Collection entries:

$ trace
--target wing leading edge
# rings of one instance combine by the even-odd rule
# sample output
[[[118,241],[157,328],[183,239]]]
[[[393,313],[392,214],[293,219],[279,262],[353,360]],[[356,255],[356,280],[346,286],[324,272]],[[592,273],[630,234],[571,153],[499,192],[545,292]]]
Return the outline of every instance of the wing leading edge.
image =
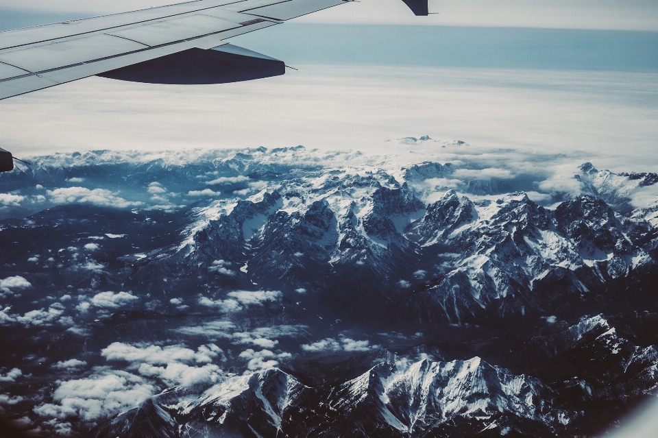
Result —
[[[278,60],[221,47],[232,36],[352,1],[196,0],[2,32],[0,99],[95,75],[218,84],[283,74]],[[427,14],[428,0],[402,1]]]

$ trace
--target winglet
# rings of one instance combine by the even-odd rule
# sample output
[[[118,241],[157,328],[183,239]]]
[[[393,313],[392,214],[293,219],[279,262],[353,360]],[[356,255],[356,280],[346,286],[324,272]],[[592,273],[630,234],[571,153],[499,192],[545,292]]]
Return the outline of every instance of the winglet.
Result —
[[[402,0],[417,16],[424,16],[429,14],[429,8],[427,5],[428,0]]]

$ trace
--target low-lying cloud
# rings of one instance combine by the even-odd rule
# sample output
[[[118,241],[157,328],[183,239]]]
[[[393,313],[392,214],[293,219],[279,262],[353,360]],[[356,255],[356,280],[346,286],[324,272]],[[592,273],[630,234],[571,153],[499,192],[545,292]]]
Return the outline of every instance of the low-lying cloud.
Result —
[[[49,190],[53,204],[88,204],[99,207],[126,208],[142,205],[142,202],[127,201],[117,193],[105,188],[89,189],[84,187],[62,187]]]

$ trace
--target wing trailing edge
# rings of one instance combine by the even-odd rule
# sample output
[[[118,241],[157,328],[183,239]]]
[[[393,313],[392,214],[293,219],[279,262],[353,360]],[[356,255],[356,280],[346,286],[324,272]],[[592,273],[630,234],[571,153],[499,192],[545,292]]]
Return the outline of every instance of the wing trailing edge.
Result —
[[[263,79],[285,71],[283,61],[225,44],[207,50],[188,49],[98,75],[132,82],[199,85]]]
[[[428,0],[402,0],[402,1],[417,16],[424,16],[429,14]]]

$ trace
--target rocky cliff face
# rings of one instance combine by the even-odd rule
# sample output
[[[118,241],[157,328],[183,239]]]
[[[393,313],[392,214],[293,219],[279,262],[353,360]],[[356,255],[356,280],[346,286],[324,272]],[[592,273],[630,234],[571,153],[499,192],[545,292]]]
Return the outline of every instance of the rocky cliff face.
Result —
[[[102,156],[0,175],[51,207],[0,222],[0,404],[46,435],[592,436],[658,386],[652,173]]]

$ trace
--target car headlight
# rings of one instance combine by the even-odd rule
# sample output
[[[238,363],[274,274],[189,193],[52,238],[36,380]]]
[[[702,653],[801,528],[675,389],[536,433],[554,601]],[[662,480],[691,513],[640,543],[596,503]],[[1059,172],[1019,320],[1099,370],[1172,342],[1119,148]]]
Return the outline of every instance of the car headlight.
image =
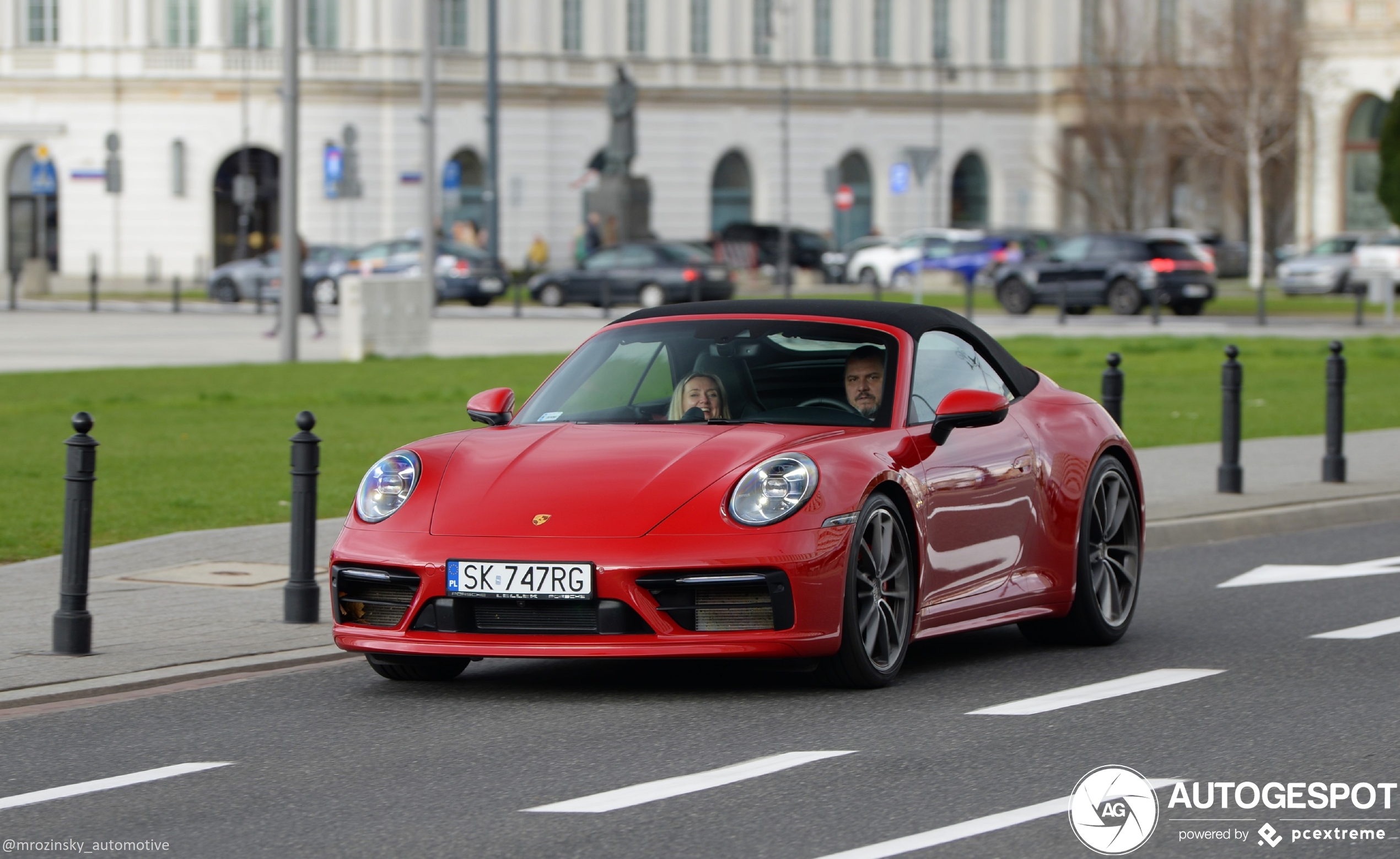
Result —
[[[797,513],[816,492],[816,462],[778,454],[759,462],[734,488],[729,516],[746,525],[771,525]]]
[[[419,485],[419,457],[409,450],[395,451],[365,472],[354,496],[354,509],[364,521],[384,521],[403,506]]]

Set task:
Count the lines in the rows above that contain the string "cloud", treating case as significant. Give only the number.

Answer to this task:
2